• PROBLEM TO SOLVE
Output every entry exactly as written.
====================
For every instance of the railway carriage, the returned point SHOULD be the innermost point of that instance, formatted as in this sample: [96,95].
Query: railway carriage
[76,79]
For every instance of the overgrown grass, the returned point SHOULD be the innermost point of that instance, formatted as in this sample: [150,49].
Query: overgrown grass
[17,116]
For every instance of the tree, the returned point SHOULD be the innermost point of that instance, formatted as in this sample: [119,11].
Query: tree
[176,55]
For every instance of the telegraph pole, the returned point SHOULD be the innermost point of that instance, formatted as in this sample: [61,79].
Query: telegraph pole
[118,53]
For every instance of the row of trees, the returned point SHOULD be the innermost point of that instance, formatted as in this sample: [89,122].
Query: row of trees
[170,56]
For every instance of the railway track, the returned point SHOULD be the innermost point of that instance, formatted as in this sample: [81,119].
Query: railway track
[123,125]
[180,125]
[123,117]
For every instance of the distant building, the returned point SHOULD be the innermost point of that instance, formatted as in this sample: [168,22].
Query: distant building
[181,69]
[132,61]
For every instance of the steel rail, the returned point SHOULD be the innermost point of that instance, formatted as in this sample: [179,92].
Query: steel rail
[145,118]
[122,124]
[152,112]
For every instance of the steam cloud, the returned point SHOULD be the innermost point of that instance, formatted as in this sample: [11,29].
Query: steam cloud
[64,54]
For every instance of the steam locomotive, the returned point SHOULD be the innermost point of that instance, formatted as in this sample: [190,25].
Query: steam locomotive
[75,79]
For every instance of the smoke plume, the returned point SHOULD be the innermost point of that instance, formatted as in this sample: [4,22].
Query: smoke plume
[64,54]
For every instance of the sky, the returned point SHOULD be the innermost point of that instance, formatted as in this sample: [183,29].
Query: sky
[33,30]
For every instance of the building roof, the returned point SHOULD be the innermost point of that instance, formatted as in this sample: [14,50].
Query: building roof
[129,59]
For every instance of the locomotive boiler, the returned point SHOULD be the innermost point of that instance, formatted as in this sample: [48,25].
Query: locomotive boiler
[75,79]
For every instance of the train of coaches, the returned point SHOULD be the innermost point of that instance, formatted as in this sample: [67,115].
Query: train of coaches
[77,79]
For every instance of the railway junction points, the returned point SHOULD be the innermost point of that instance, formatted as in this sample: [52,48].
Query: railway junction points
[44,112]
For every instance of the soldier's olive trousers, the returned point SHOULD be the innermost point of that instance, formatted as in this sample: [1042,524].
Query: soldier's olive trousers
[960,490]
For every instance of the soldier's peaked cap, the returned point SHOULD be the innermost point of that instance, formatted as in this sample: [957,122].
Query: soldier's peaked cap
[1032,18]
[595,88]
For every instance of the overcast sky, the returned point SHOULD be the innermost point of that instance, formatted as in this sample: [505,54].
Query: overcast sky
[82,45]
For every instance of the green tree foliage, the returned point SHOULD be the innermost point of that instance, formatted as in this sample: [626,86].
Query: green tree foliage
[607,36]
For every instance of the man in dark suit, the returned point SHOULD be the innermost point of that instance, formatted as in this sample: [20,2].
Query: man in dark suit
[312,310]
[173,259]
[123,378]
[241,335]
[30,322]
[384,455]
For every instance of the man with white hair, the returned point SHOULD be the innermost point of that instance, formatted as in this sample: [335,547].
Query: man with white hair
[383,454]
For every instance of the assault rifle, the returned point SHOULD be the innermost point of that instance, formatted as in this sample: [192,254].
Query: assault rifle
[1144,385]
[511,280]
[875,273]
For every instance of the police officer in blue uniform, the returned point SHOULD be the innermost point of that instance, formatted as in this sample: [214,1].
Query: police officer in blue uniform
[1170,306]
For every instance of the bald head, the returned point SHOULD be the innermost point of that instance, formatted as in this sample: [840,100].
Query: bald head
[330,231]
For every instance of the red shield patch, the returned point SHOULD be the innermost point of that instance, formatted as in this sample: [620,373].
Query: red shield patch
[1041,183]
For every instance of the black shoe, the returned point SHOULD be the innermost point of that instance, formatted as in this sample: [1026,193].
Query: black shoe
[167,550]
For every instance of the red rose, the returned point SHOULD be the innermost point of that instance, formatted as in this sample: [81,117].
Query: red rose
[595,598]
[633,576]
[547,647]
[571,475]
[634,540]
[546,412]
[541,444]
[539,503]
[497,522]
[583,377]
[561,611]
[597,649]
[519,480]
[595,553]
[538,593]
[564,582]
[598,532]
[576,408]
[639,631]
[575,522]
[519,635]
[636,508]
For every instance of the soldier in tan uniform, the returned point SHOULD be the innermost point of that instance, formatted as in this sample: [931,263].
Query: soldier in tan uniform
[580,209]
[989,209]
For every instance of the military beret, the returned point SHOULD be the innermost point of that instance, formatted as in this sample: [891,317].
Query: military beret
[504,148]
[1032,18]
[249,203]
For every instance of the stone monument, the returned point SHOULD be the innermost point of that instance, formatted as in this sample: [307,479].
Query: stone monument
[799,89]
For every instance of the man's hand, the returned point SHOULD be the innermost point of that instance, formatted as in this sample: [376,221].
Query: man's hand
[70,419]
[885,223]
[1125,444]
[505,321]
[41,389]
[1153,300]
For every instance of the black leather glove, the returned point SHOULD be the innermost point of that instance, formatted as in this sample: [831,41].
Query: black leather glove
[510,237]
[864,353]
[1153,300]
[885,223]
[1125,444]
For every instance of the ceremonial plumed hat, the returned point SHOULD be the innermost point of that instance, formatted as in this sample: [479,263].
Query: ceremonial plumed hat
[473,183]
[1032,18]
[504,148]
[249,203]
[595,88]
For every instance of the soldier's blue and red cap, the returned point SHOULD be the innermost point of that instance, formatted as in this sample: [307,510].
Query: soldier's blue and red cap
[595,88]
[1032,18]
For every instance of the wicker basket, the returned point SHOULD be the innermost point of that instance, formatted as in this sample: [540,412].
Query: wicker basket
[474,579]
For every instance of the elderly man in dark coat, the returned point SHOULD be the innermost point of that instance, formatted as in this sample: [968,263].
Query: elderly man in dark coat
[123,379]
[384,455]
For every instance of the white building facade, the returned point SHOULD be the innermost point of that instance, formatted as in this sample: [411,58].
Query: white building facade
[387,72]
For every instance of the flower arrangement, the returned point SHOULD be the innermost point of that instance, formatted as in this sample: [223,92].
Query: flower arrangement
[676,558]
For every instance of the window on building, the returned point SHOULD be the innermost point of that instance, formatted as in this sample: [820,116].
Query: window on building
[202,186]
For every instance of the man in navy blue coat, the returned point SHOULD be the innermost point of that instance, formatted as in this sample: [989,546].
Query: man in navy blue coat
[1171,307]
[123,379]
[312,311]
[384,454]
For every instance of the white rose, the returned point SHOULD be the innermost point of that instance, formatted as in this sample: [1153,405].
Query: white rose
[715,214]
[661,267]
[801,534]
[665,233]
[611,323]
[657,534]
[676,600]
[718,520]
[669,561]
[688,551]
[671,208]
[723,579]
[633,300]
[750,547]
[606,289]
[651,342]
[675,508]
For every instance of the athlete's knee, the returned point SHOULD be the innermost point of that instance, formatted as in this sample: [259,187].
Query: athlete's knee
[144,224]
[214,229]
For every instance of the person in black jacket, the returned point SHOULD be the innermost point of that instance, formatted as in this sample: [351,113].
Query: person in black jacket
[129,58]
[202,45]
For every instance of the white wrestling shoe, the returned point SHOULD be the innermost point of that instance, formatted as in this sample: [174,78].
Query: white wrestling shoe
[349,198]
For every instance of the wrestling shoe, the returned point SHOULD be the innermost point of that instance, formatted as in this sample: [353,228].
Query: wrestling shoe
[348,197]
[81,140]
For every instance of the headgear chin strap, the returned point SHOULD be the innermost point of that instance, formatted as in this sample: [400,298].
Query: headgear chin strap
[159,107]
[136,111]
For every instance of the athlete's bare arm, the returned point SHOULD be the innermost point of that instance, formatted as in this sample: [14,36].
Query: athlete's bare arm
====================
• ANSWER TO THE PROBLEM
For every instance of the railway carriage, the returned point SHOULD be the innermost point of that instance, formatted as in this sample: [96,95].
Query: railway carriage
[76,79]
For every instance of the overgrown grass, the returned point SHOULD be the innermost point of that instance, formatted as in this sample: [150,49].
Query: overgrown grass
[17,116]
For every instance of the tree, the returned point SHOULD be the innermost point of that instance, formatted as in this sample: [119,11].
Query: tree
[176,55]
For every instance of the telegraph pole, the returned point SHOULD be the innermost point of that instance, formatted as in this sample: [61,79].
Query: telegraph pole
[118,53]
For every instance of the row of trees, the returned point SHOULD be the innermost point of that instance, formatted as in this sample: [89,122].
Query: row of trees
[170,56]
For every instance of the railway track, the returned point SHOULD be the innermost point of that instance, formatted as in this sample: [81,119].
Query: railway track
[123,125]
[180,125]
[123,117]
For every instance of the distant building, the returned point SHOULD be the innermost point of that instance, formatted as in this sample: [168,22].
Query: distant building
[181,69]
[132,61]
For every instance of the steel rail, the returned point SHOULD be the innermost point of that instance, formatted as in this sample: [179,92].
Query: steel rail
[145,118]
[122,124]
[152,112]
For every instance of the steam cloud, the returned point SHOULD be the innermost point of that instance, formatted as in this sample: [11,29].
Query: steam cloud
[64,54]
For every instance of the steam locomotive, the returned point SHOULD be the innermost point of that instance, formatted as in this sample: [190,25].
Query: steam locomotive
[75,79]
For every instance of the smoke plume, the returned point SHOULD be the innermost point of that instance, formatted as in this sample: [4,22].
Query: smoke plume
[64,54]
For every instance of the sky, the returned point SHOULD be the innermost point of that instance, formatted as in this sample: [183,29].
Query: sky
[33,30]
For every instance of the building roof, the returned point SHOULD be the innermost point of that instance, formatted as in this sample: [14,50].
Query: building roof
[129,59]
For every instance of the locomotive boiler, the returned point SHOULD be the innermost point of that instance, formatted as in this sample: [48,25].
Query: locomotive boiler
[75,79]
For every instance of the train of coaches, the returned point SHOULD be the innermost point of that instance, formatted as in this sample: [67,115].
Query: train of coaches
[77,79]
For every instance of the railway junction points, the returned point SHOULD be the innermost point of that instance, formatted as in this sample: [52,48].
Query: railway junction points
[44,112]
For every instance of the soldier's olive trousers, the returned point SHOULD be the innermost point of that instance, formatted as in this sample: [1042,524].
Query: soldier's olive trousers
[960,490]
For every instance of the soldier's peaked cap, the returned point SHOULD be the innermost point of that instance, formatted as in this sample: [957,122].
Query: soldier's peaked cap
[1032,18]
[595,88]
For every instance of the overcast sky, the returned point SHOULD be the innermost point of that instance, formatted as in this sample: [505,54].
Query: overcast sky
[82,45]
For every instance of the green tree foliage, the returned point SHOULD be the innermost point of that instance, formatted as in this sample: [626,86].
Query: green tree foliage
[607,36]
For every instance of the man in dark suit, the returned point SHOULD be the innermost point of that instance, formatted as in this sample: [20,2].
Query: man in dark suit
[312,310]
[173,259]
[123,378]
[241,335]
[30,322]
[384,455]
For every instance of the man with white hair, the returned point SHOULD be the innermost point of that instance, formatted as in this sample: [335,547].
Query: man with white hair
[383,454]
For every instance of the assault rifle, the returned point SHOULD be the innermost point of that instance, formatted as in this sample: [192,254].
Query: assault rifle
[1144,385]
[511,280]
[875,273]
For every instance of the police officer in blue uniform, the returned point SHOULD be the innermost point of that instance, formatted as in this sample: [214,1].
Query: police officer in blue uniform
[1170,306]
For every instance of the bald head, the returned point SHOULD be the innermost point of that instance, formatted as in this sample: [840,100].
Query: bald head
[330,231]
For every instance of the red shield patch, the returned point SHOULD be the innermost point of that instance, formatted as in this sample: [620,373].
Query: red shield patch
[1041,183]
For every instance of the black shoe, the returned point SHOULD be the innermost point of that instance, formatted as in this sample: [1026,193].
Query: black shoe
[167,550]
For every instance of the red rose, the returned point SHOULD be the innermost point of that instance, formatted as in this sample: [81,117].
Query: red rose
[595,598]
[633,576]
[547,647]
[571,475]
[634,540]
[546,412]
[541,444]
[539,503]
[497,522]
[583,377]
[561,611]
[597,649]
[519,480]
[595,553]
[538,593]
[564,582]
[598,532]
[576,408]
[639,631]
[575,522]
[519,635]
[636,508]
For every instance of the soldier in tan uniform, the returned point SHOULD be the innermost point of that instance, formatted as in this sample: [931,263].
Query: soldier in tan uniform
[580,209]
[989,209]
For every instance of the military beret, the returned point SHOULD be the innermost point of that instance, formatted as in this sample: [891,317].
Query: military beret
[504,148]
[1032,18]
[249,203]
For every instance of the stone monument, the returned point SHOULD be the innermost point of that instance, formatted as in this sample: [307,479].
Query: stone monument
[799,89]
For every instance of the man's hand, the returned point SHOULD be the innermost point of that instance, formatted as in this sample: [376,221].
Query: man's hand
[70,419]
[885,223]
[1125,444]
[505,321]
[41,389]
[1153,300]
For every instance of the black leather glove, the returned point SHOULD be the innermost point of that instance, formatted as in this sample: [831,41].
Query: black leather glove
[510,237]
[864,353]
[1153,300]
[885,223]
[1125,444]
For every instance of the ceremonial plumed hat, the returned point SHOULD be the innermost point of that instance, formatted as in this sample: [479,263].
Query: ceremonial plumed hat
[473,183]
[1032,18]
[504,148]
[249,203]
[595,88]
For every instance of the soldier's blue and red cap, the returned point SHOULD be the innermost point of that instance, formatted as in this sample: [307,510].
Query: soldier's blue and red cap
[595,88]
[1032,18]
For every instance of the wicker basket, the returned point SHOULD be the innermost point of that instance, formatted as in this sample: [540,412].
Query: wicker basket
[474,579]
For every instance of the elderly man in dark coat, the returned point SHOULD be the innermost point of that instance, formatted as in this sample: [968,263].
Query: elderly man in dark coat
[123,379]
[384,455]
For every instance of the white building facade, the returned point SHOULD be the innermost point of that instance, formatted as in this sample: [411,58].
Query: white building facade
[387,72]
For every instance of the flower arrangement, the returned point SHOULD be the innermost point of that instance, formatted as in this sample: [223,92].
Query: flower arrangement
[676,558]
For every instance of the window on building, the returned point SHOULD be the innermost point of that instance, formatted as in this sample: [820,116].
Query: window on building
[202,186]
For every instance of the man in navy blue coat, the returned point SHOULD be the innermost point of that instance, formatted as in this sample: [989,546].
Query: man in navy blue coat
[1171,307]
[123,379]
[312,311]
[384,454]
For every instance of the white rose, the returned point SHOULD be the innermost point of that instance, formatted as in this sample: [1153,405].
Query: white rose
[715,214]
[661,267]
[801,534]
[665,233]
[611,323]
[657,534]
[676,600]
[718,520]
[669,561]
[688,551]
[671,208]
[723,579]
[633,300]
[750,547]
[606,289]
[651,342]
[675,508]
For every instance of the athlete's knee, the returned point SHOULD be the innermost point of that instance, formatted as in this sample: [259,187].
Query: athlete's knee
[144,224]
[214,229]
For every instance of the person in black jacket, the returned point SHOULD be the innermost point of that instance, formatted as in this sample: [351,113].
Query: person in black jacket
[129,58]
[202,45]
For every instance of the white wrestling shoe, the returned point SHOULD be the innermost point of that instance, formatted as in this sample: [174,78].
Query: white wrestling shoe
[349,198]
For every instance of the wrestling shoe, the returned point SHOULD be the innermost point of that instance, formatted as in this sample: [353,228].
Query: wrestling shoe
[348,197]
[81,140]
For every instance of the headgear chin strap, the returned point SHOULD be the innermost point of that instance, formatted as in this sample: [400,298].
Query: headgear chin strap
[159,107]
[136,111]
For every instance of the athlete's bare arm, the returned point SHOULD be the innermost point of that instance, formatted as in this sample: [14,36].
Query: athlete's bare arm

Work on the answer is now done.